WHAT NEEDS TO BE DONE: Copy out the data word for word, starting at the line that contains "For the benchmark, mark every instance of the blue tarp" and continuing down to the very end of the data, both ends included.

GIVEN ENTRIES:
____________

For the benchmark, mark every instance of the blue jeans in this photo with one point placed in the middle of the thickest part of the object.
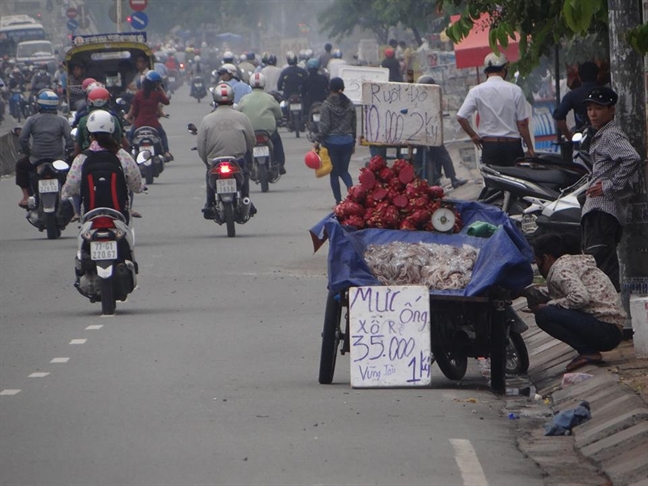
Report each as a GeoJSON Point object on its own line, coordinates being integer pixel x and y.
{"type": "Point", "coordinates": [580, 330]}
{"type": "Point", "coordinates": [340, 158]}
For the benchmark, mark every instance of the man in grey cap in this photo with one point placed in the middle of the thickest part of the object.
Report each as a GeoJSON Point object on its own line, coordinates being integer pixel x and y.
{"type": "Point", "coordinates": [615, 163]}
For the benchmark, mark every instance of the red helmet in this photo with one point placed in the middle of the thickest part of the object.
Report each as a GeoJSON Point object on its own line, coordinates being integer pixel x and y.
{"type": "Point", "coordinates": [87, 82]}
{"type": "Point", "coordinates": [313, 160]}
{"type": "Point", "coordinates": [98, 97]}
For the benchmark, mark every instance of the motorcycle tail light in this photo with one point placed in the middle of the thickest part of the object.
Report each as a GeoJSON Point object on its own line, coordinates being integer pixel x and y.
{"type": "Point", "coordinates": [103, 222]}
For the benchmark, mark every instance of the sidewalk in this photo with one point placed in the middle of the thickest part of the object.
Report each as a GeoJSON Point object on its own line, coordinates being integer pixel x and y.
{"type": "Point", "coordinates": [612, 447]}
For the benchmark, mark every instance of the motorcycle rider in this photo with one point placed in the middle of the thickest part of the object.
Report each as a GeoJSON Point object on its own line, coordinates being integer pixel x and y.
{"type": "Point", "coordinates": [271, 73]}
{"type": "Point", "coordinates": [45, 135]}
{"type": "Point", "coordinates": [101, 128]}
{"type": "Point", "coordinates": [291, 78]}
{"type": "Point", "coordinates": [225, 132]}
{"type": "Point", "coordinates": [228, 75]}
{"type": "Point", "coordinates": [314, 88]}
{"type": "Point", "coordinates": [263, 112]}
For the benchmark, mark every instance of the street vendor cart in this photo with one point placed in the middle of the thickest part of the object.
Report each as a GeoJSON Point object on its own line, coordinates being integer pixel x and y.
{"type": "Point", "coordinates": [471, 322]}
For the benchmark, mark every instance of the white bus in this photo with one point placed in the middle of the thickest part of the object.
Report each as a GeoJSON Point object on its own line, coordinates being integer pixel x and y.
{"type": "Point", "coordinates": [15, 29]}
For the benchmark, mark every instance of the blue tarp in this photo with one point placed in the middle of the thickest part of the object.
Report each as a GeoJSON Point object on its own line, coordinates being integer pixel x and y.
{"type": "Point", "coordinates": [504, 258]}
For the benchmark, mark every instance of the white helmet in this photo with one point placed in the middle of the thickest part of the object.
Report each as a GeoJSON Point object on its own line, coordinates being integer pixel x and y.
{"type": "Point", "coordinates": [495, 62]}
{"type": "Point", "coordinates": [100, 121]}
{"type": "Point", "coordinates": [257, 80]}
{"type": "Point", "coordinates": [223, 94]}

____________

EXERCISE RESULT:
For the benchmark, mark every instance of the blue tarp in this photo with one point placed in the middle of the thickest part of the object.
Report each as a GeoJSON Point object on its own line, coordinates being integer pixel x and y.
{"type": "Point", "coordinates": [504, 258]}
For the benchmark, mark every instance of the white helmet in this photo with one point placed in the middle of the thickest part of the object.
Report each as a GeoJSON Point object on its own line, coordinates being integer pixel x and y.
{"type": "Point", "coordinates": [495, 62]}
{"type": "Point", "coordinates": [100, 121]}
{"type": "Point", "coordinates": [257, 80]}
{"type": "Point", "coordinates": [223, 94]}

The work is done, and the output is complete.